_WHAT THE EXERCISE ASKS:_ Retype the lines between the line containing "seg: fish body" and the line containing "Give the mask of every instance of the fish body.", inclusive, without any alteration.

Annotation dataset entries
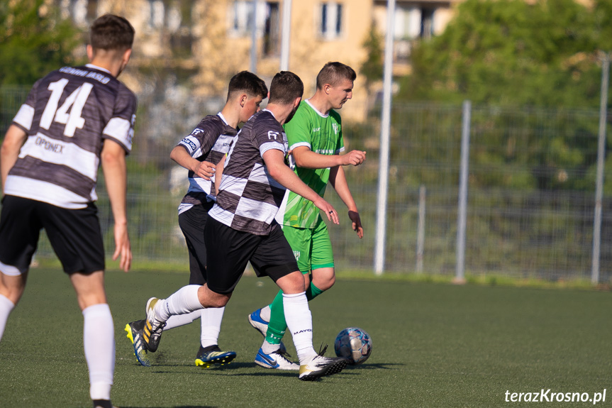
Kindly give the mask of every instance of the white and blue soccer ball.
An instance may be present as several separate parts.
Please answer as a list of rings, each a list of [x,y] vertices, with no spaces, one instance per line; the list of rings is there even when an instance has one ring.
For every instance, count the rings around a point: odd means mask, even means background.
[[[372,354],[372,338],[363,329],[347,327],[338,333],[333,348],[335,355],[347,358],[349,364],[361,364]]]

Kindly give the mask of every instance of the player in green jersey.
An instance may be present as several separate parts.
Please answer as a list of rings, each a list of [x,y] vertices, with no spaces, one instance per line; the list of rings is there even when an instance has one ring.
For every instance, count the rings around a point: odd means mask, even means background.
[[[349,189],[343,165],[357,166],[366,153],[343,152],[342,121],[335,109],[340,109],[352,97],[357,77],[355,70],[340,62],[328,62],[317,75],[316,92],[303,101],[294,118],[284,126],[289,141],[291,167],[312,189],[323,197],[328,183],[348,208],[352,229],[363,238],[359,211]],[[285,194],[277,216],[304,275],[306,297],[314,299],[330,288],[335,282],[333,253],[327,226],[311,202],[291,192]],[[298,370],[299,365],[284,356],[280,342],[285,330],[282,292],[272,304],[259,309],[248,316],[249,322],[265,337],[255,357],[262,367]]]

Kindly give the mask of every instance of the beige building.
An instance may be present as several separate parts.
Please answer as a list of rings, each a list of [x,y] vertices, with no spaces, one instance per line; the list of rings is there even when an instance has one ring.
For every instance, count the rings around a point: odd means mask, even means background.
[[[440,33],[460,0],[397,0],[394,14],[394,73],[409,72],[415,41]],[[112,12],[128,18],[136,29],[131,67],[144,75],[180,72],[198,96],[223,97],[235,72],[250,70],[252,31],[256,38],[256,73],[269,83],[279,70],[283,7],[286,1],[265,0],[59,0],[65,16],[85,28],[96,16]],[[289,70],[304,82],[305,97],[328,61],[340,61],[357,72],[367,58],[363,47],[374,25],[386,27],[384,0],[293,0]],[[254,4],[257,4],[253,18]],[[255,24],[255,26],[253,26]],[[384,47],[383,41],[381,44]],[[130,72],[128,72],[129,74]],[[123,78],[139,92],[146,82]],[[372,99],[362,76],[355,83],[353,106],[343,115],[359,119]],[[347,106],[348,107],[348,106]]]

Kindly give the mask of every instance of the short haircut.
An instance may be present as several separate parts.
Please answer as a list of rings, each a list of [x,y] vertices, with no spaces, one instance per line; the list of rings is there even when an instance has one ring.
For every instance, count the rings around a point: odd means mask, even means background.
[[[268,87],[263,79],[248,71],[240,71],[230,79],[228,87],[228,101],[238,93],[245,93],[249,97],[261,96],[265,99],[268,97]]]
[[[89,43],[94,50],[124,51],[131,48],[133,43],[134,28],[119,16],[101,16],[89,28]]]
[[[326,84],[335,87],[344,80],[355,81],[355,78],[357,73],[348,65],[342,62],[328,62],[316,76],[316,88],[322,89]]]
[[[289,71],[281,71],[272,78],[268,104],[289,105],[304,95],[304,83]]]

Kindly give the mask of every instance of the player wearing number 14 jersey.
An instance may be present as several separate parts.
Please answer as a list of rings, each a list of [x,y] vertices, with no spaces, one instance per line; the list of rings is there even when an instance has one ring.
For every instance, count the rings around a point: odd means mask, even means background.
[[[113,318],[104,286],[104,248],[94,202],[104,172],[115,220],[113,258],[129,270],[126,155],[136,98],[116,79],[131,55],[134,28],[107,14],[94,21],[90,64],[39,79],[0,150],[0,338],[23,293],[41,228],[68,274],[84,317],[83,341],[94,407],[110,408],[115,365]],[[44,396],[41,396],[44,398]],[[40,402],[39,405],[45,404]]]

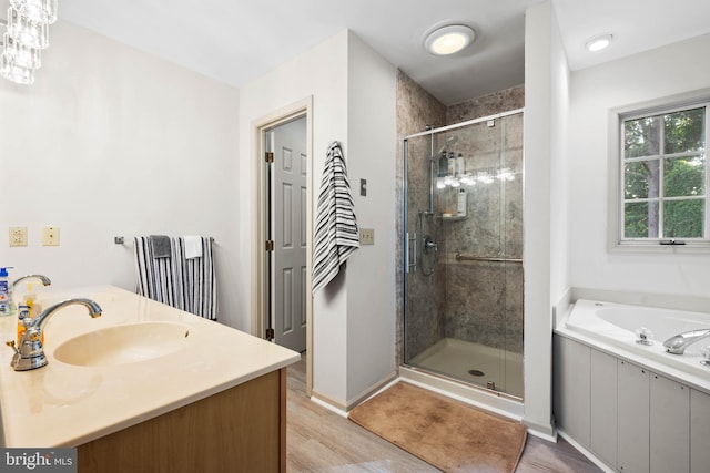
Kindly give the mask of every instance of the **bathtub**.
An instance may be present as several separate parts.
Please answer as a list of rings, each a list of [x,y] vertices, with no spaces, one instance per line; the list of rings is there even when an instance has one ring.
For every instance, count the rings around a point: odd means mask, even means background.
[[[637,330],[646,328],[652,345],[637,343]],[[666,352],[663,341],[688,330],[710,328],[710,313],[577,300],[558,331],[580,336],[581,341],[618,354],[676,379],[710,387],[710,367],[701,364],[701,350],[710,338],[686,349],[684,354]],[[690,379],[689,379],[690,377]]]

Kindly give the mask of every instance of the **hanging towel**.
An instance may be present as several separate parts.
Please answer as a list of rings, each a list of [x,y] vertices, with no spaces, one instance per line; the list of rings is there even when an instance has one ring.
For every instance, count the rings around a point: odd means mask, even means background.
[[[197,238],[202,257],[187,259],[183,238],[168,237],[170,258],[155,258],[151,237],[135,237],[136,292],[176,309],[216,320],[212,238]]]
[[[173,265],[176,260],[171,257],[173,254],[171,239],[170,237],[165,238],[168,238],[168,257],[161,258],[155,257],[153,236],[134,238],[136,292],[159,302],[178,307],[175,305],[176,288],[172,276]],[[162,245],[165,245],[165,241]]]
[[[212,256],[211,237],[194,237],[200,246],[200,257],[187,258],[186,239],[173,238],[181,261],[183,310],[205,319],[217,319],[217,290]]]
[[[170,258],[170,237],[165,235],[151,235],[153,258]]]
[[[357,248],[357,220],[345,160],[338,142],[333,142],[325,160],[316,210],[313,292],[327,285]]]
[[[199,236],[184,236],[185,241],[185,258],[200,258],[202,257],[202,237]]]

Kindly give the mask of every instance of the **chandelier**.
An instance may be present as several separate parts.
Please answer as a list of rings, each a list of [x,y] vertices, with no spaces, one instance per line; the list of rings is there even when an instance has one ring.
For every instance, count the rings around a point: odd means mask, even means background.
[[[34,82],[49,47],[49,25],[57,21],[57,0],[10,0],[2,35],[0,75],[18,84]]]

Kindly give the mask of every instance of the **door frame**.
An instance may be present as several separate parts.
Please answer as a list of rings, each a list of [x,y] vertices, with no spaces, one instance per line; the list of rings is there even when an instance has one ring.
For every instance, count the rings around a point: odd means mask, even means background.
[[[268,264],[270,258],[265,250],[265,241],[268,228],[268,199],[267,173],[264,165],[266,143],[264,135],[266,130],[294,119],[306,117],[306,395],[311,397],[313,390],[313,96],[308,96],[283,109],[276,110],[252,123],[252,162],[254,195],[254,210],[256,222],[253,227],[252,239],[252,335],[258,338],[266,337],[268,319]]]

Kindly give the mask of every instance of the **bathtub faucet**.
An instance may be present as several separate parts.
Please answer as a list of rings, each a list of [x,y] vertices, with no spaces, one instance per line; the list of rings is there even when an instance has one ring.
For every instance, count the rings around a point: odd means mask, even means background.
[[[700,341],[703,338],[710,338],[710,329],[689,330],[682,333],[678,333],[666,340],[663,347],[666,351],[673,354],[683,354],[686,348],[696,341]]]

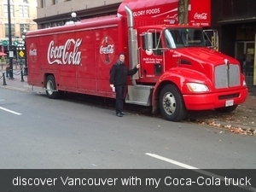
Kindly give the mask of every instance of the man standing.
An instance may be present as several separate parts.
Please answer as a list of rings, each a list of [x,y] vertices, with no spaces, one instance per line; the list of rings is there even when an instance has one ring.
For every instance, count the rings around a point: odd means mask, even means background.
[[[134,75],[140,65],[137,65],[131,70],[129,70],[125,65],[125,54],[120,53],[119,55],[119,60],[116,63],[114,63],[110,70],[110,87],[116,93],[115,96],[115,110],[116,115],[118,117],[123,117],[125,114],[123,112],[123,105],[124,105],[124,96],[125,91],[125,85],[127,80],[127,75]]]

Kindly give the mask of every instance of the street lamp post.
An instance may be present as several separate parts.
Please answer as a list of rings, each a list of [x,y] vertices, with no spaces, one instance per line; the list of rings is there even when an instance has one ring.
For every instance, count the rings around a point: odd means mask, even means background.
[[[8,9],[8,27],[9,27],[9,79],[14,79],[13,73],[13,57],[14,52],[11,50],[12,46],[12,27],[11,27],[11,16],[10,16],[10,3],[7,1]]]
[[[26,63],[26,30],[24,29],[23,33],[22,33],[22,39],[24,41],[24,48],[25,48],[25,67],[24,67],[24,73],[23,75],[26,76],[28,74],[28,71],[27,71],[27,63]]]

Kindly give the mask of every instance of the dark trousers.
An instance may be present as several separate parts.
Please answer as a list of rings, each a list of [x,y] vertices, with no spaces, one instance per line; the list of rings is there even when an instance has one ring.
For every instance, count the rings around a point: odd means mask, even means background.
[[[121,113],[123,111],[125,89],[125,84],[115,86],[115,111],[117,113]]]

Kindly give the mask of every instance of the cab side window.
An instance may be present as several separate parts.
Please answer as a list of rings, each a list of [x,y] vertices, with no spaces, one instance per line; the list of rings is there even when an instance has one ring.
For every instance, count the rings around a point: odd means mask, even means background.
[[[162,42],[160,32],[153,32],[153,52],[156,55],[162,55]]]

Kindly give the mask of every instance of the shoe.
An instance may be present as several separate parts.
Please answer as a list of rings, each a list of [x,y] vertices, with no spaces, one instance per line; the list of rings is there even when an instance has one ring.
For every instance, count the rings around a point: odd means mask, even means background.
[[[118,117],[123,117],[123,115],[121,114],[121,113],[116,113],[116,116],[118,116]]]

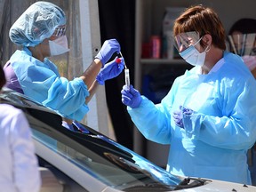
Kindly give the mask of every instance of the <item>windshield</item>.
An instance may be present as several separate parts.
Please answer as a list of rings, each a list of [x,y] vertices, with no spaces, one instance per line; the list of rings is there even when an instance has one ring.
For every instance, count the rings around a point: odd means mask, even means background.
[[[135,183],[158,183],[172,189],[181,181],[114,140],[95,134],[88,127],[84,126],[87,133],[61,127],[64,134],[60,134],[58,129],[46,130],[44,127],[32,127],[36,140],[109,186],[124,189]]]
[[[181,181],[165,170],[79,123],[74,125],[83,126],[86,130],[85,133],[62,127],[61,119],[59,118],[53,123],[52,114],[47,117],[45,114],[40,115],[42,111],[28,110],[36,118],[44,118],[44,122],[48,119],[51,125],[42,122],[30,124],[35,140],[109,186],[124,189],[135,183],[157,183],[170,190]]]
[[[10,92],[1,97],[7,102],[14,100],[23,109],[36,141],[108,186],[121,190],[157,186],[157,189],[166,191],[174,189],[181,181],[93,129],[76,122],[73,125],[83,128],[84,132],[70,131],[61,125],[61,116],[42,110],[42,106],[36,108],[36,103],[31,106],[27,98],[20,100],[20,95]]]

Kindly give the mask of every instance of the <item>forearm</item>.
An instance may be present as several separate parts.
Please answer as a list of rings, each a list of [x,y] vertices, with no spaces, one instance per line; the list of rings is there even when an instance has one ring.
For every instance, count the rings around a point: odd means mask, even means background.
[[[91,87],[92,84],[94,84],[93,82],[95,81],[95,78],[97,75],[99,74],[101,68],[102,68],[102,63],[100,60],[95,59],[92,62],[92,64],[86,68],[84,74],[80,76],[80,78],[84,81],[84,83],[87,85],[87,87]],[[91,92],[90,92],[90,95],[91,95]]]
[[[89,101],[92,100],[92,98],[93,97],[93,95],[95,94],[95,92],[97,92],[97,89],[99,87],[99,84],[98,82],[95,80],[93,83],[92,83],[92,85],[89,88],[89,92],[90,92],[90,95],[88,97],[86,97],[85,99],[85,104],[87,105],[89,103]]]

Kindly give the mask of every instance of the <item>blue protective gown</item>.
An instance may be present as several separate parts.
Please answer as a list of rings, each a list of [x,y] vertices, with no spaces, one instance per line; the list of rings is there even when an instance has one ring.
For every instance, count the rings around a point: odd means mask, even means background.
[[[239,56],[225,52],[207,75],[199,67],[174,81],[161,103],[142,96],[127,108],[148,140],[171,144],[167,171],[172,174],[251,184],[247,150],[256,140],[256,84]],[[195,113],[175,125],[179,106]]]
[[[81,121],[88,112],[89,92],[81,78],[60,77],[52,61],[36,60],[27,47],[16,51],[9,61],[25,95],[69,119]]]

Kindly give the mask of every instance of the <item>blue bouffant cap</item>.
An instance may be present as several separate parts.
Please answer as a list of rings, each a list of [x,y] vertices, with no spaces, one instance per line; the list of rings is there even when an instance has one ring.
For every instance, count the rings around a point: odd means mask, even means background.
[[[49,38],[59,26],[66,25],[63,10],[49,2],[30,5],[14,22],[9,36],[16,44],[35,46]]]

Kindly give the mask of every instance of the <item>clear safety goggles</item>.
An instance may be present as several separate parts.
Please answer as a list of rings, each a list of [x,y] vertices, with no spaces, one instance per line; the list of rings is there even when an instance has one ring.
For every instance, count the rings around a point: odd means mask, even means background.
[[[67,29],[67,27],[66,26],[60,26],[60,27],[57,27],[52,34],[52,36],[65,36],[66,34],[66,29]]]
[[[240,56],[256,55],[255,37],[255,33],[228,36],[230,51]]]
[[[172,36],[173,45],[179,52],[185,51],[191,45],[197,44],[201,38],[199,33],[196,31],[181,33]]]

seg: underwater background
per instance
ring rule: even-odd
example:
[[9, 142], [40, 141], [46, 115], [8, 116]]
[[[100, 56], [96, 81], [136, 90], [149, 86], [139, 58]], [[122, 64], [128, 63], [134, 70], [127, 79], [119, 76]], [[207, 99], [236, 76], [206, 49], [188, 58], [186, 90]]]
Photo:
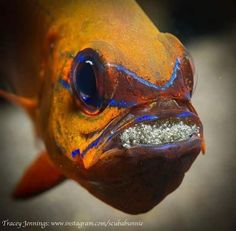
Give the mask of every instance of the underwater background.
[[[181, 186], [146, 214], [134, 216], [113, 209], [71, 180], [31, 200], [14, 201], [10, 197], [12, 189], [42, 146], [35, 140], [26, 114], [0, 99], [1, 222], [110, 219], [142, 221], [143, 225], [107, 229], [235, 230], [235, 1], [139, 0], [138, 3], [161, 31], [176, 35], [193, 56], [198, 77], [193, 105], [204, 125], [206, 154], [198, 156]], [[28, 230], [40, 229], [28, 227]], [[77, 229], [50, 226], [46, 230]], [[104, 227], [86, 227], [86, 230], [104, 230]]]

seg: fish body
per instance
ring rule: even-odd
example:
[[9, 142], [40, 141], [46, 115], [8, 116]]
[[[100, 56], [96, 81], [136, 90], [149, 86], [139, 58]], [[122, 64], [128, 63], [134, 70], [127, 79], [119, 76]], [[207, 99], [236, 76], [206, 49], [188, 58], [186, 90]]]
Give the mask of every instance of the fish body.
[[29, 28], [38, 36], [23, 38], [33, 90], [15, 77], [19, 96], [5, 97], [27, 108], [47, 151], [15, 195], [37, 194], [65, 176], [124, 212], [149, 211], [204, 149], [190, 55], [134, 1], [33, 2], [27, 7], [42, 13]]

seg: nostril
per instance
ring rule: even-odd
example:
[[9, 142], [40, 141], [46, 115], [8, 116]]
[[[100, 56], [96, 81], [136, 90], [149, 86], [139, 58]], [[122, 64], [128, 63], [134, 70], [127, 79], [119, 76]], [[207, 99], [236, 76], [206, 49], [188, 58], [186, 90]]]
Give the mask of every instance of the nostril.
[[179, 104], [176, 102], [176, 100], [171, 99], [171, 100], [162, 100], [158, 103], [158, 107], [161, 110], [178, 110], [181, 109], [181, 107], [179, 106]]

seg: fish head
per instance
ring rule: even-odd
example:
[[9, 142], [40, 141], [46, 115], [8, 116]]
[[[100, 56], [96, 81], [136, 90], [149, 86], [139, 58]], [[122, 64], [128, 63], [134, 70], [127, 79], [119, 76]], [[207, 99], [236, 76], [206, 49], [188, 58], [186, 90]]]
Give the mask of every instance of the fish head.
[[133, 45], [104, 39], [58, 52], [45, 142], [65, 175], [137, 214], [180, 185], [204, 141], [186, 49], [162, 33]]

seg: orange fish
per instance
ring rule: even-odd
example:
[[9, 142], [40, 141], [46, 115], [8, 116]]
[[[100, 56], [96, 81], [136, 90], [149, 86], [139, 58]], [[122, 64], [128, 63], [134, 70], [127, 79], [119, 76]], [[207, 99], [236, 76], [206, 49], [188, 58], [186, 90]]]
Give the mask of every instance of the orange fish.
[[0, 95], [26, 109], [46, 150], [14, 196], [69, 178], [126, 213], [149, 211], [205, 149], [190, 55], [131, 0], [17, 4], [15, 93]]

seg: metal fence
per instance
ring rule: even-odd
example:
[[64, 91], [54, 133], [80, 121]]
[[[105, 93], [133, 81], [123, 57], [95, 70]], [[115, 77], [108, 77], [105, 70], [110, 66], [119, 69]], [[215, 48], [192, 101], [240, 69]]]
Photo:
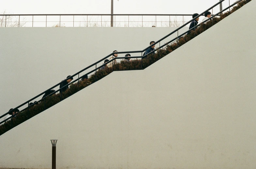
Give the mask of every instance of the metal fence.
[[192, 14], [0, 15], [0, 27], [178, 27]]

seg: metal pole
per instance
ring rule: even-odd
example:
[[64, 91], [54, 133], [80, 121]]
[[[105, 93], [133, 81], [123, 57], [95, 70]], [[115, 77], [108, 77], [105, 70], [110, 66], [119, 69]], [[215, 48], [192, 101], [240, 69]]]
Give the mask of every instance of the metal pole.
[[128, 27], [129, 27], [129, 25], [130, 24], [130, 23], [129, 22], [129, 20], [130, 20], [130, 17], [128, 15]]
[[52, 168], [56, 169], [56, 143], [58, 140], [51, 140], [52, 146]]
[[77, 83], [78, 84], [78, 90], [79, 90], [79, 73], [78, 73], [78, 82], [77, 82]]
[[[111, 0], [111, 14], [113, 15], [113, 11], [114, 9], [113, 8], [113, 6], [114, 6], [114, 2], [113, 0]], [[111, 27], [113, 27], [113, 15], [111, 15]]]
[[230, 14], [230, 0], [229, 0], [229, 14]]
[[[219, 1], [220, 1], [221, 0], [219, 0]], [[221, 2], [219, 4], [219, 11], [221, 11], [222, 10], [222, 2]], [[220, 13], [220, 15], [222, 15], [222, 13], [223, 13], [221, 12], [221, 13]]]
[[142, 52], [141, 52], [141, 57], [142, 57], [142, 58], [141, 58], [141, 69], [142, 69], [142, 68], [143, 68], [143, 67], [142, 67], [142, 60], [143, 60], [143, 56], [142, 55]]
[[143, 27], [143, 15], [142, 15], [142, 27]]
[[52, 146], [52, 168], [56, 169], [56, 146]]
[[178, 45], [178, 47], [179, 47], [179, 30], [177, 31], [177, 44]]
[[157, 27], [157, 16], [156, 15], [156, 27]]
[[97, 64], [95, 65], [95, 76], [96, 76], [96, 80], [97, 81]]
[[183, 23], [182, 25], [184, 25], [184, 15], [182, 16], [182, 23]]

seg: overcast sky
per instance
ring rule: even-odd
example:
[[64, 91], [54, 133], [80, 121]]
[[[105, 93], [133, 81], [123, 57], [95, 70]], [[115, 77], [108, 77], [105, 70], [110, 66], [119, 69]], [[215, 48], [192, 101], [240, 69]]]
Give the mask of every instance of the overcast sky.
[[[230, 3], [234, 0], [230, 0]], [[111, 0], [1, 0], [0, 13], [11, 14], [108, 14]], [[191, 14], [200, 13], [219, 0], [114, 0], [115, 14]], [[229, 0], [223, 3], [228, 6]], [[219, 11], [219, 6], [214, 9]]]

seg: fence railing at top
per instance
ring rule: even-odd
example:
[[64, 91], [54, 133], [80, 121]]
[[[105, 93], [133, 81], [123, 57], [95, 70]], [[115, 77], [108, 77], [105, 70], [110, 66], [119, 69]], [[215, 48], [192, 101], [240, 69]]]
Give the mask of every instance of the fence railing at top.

_FULL ANSWER:_
seg: fish body
per instance
ring rule: even-odd
example:
[[9, 142], [40, 141], [46, 115], [8, 116]]
[[[100, 56], [96, 81], [136, 90], [149, 86], [139, 58]], [[122, 64], [128, 63], [134, 70], [127, 79], [119, 76]], [[207, 99], [236, 76], [206, 49], [188, 58], [186, 90]]]
Give the mask of every instance of the fish body.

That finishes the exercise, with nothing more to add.